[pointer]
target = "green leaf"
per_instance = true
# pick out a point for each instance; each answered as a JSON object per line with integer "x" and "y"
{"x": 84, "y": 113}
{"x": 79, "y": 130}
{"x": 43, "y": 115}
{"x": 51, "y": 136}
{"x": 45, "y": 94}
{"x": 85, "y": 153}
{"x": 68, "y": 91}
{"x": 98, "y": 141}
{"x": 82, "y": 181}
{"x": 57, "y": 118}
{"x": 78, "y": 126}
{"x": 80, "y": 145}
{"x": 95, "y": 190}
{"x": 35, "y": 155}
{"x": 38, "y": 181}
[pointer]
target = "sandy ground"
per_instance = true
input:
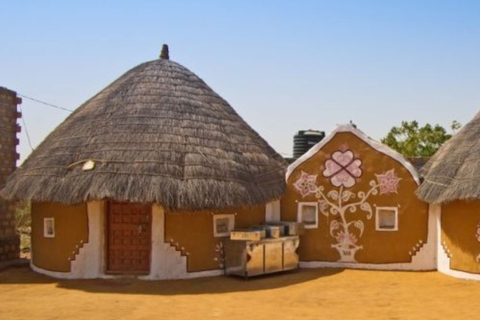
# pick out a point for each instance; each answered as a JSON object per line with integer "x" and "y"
{"x": 305, "y": 294}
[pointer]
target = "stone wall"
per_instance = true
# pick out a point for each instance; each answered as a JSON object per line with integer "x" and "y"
{"x": 9, "y": 240}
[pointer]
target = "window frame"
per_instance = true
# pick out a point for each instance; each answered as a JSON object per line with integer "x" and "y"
{"x": 300, "y": 214}
{"x": 377, "y": 218}
{"x": 231, "y": 224}
{"x": 46, "y": 221}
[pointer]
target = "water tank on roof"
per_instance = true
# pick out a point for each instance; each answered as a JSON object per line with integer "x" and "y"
{"x": 304, "y": 140}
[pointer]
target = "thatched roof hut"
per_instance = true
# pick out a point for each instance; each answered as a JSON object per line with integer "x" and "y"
{"x": 453, "y": 173}
{"x": 157, "y": 134}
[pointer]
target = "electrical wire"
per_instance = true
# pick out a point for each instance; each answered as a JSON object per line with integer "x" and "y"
{"x": 26, "y": 130}
{"x": 43, "y": 102}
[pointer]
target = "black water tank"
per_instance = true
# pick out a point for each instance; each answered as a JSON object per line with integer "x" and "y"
{"x": 304, "y": 140}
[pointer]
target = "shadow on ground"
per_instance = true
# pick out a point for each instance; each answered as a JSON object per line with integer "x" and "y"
{"x": 210, "y": 285}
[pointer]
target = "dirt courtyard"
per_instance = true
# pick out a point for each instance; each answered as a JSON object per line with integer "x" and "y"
{"x": 304, "y": 294}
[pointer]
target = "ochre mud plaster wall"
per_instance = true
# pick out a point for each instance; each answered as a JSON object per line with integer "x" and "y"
{"x": 460, "y": 235}
{"x": 369, "y": 168}
{"x": 193, "y": 231}
{"x": 9, "y": 240}
{"x": 71, "y": 233}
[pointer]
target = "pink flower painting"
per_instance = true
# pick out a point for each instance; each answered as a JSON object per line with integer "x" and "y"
{"x": 306, "y": 184}
{"x": 343, "y": 169}
{"x": 388, "y": 182}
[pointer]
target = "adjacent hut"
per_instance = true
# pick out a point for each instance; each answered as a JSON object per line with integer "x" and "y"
{"x": 357, "y": 200}
{"x": 147, "y": 177}
{"x": 452, "y": 187}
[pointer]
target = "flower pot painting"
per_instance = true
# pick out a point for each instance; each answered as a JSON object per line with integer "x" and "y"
{"x": 342, "y": 170}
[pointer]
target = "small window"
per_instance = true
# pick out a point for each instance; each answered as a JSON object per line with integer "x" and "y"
{"x": 308, "y": 214}
{"x": 223, "y": 224}
{"x": 387, "y": 219}
{"x": 49, "y": 227}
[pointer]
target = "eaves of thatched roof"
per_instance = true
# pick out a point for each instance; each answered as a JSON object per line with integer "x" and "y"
{"x": 453, "y": 173}
{"x": 158, "y": 134}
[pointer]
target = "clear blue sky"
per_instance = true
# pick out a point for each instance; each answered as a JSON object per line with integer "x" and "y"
{"x": 283, "y": 65}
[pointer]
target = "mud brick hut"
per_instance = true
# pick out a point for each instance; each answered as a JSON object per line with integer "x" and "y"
{"x": 452, "y": 187}
{"x": 147, "y": 178}
{"x": 357, "y": 199}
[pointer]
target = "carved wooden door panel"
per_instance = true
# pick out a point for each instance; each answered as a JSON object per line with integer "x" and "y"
{"x": 129, "y": 238}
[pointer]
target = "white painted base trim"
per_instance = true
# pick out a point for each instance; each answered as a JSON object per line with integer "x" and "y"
{"x": 64, "y": 275}
{"x": 443, "y": 261}
{"x": 408, "y": 266}
{"x": 188, "y": 275}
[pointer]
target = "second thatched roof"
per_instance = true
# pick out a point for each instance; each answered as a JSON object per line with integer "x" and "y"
{"x": 453, "y": 173}
{"x": 157, "y": 134}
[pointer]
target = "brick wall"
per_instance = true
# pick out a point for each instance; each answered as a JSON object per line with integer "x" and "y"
{"x": 9, "y": 240}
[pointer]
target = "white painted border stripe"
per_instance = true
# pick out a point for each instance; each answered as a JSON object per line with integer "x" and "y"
{"x": 374, "y": 144}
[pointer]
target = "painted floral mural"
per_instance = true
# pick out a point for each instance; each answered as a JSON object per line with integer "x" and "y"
{"x": 343, "y": 170}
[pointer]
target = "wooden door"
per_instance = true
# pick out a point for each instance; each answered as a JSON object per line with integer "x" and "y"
{"x": 129, "y": 238}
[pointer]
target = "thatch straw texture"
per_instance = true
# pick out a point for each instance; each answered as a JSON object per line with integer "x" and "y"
{"x": 454, "y": 171}
{"x": 157, "y": 134}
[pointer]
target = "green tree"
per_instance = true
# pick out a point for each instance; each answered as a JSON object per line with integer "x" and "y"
{"x": 411, "y": 140}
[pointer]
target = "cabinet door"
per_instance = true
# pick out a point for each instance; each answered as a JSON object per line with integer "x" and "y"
{"x": 290, "y": 256}
{"x": 255, "y": 254}
{"x": 273, "y": 256}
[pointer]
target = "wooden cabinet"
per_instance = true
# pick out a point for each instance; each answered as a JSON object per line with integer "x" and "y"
{"x": 248, "y": 258}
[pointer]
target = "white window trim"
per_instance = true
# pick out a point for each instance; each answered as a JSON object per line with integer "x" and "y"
{"x": 377, "y": 220}
{"x": 231, "y": 224}
{"x": 299, "y": 214}
{"x": 45, "y": 223}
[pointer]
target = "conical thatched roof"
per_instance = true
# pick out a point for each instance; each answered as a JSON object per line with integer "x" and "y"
{"x": 454, "y": 171}
{"x": 156, "y": 134}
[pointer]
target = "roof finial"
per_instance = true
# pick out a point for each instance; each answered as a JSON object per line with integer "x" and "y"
{"x": 164, "y": 54}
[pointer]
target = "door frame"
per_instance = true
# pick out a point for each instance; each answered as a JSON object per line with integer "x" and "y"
{"x": 106, "y": 240}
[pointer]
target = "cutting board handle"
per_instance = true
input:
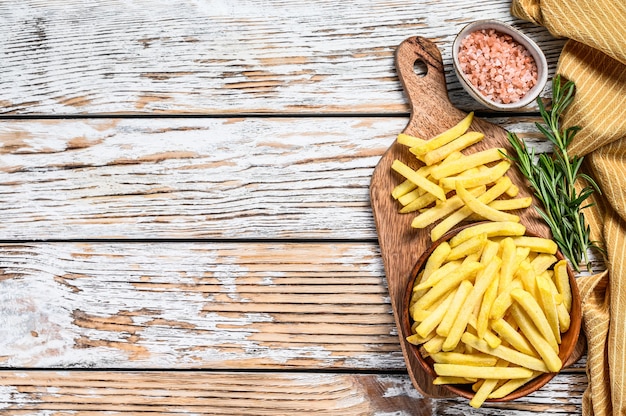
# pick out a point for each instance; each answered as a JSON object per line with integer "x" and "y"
{"x": 427, "y": 94}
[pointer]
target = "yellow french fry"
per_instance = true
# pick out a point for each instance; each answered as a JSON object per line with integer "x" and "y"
{"x": 403, "y": 189}
{"x": 436, "y": 259}
{"x": 451, "y": 314}
{"x": 451, "y": 380}
{"x": 513, "y": 337}
{"x": 530, "y": 305}
{"x": 482, "y": 322}
{"x": 561, "y": 279}
{"x": 445, "y": 137}
{"x": 453, "y": 219}
{"x": 437, "y": 275}
{"x": 512, "y": 385}
{"x": 507, "y": 270}
{"x": 439, "y": 211}
{"x": 504, "y": 300}
{"x": 492, "y": 229}
{"x": 433, "y": 345}
{"x": 505, "y": 353}
{"x": 467, "y": 162}
{"x": 419, "y": 180}
{"x": 542, "y": 262}
{"x": 462, "y": 142}
{"x": 513, "y": 191}
{"x": 548, "y": 304}
{"x": 483, "y": 279}
{"x": 543, "y": 347}
{"x": 445, "y": 285}
{"x": 481, "y": 208}
{"x": 473, "y": 245}
{"x": 485, "y": 177}
{"x": 409, "y": 140}
{"x": 418, "y": 203}
{"x": 464, "y": 359}
{"x": 432, "y": 321}
{"x": 536, "y": 244}
{"x": 471, "y": 371}
{"x": 486, "y": 388}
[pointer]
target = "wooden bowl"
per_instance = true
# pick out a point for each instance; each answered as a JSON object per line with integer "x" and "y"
{"x": 569, "y": 339}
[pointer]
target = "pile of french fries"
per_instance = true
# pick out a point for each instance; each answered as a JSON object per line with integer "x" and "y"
{"x": 490, "y": 304}
{"x": 452, "y": 187}
{"x": 489, "y": 307}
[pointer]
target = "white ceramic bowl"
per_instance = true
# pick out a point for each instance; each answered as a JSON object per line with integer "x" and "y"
{"x": 535, "y": 51}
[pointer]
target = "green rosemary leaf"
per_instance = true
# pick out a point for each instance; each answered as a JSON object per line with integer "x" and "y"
{"x": 553, "y": 178}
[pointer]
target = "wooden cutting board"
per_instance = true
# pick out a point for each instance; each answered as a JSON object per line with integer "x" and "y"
{"x": 401, "y": 245}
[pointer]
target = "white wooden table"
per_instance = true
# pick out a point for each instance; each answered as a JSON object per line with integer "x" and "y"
{"x": 184, "y": 208}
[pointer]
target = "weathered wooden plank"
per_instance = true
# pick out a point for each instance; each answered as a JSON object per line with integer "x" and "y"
{"x": 195, "y": 305}
{"x": 214, "y": 57}
{"x": 195, "y": 178}
{"x": 223, "y": 393}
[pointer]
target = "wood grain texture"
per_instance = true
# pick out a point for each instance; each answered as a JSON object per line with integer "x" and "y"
{"x": 222, "y": 393}
{"x": 216, "y": 57}
{"x": 195, "y": 305}
{"x": 401, "y": 245}
{"x": 187, "y": 178}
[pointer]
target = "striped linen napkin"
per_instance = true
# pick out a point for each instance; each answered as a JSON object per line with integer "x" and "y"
{"x": 594, "y": 57}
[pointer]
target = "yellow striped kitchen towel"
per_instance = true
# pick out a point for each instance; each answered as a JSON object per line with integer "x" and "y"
{"x": 594, "y": 57}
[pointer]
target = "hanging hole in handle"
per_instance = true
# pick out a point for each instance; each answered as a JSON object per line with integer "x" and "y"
{"x": 420, "y": 68}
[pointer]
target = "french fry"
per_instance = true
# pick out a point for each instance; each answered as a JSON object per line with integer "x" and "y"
{"x": 486, "y": 388}
{"x": 453, "y": 219}
{"x": 504, "y": 300}
{"x": 511, "y": 385}
{"x": 439, "y": 154}
{"x": 433, "y": 345}
{"x": 483, "y": 279}
{"x": 433, "y": 278}
{"x": 505, "y": 353}
{"x": 450, "y": 282}
{"x": 471, "y": 161}
{"x": 492, "y": 229}
{"x": 507, "y": 269}
{"x": 536, "y": 244}
{"x": 482, "y": 322}
{"x": 409, "y": 140}
{"x": 512, "y": 336}
{"x": 542, "y": 262}
{"x": 451, "y": 380}
{"x": 470, "y": 371}
{"x": 481, "y": 208}
{"x": 437, "y": 212}
{"x": 434, "y": 319}
{"x": 453, "y": 310}
{"x": 513, "y": 191}
{"x": 403, "y": 189}
{"x": 419, "y": 180}
{"x": 543, "y": 347}
{"x": 485, "y": 177}
{"x": 436, "y": 259}
{"x": 472, "y": 245}
{"x": 536, "y": 314}
{"x": 464, "y": 359}
{"x": 561, "y": 279}
{"x": 445, "y": 137}
{"x": 548, "y": 304}
{"x": 418, "y": 203}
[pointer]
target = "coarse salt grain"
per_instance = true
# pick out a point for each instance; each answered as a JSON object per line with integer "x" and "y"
{"x": 501, "y": 69}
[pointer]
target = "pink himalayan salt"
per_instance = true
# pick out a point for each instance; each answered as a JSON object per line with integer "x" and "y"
{"x": 501, "y": 69}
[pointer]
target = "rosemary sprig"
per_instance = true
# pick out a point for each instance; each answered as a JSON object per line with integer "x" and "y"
{"x": 553, "y": 179}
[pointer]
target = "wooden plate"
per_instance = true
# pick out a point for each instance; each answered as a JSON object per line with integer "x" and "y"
{"x": 400, "y": 244}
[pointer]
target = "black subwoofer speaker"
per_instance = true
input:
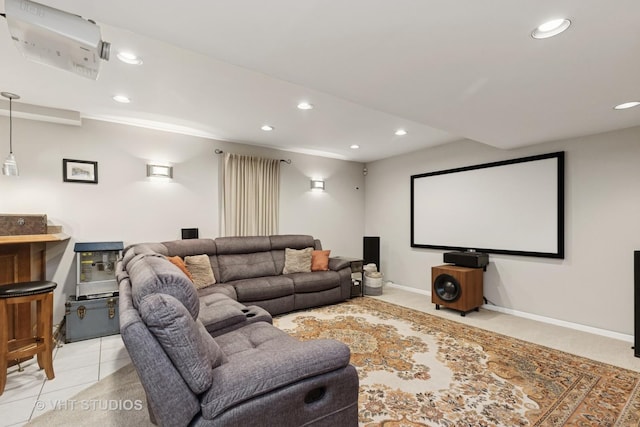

------------------------

### [Exercise]
Among the entries above, identify all lines with "handle" and copy them.

### [Solution for this exercise]
target = "cutting board handle"
target = "hanging hole in handle"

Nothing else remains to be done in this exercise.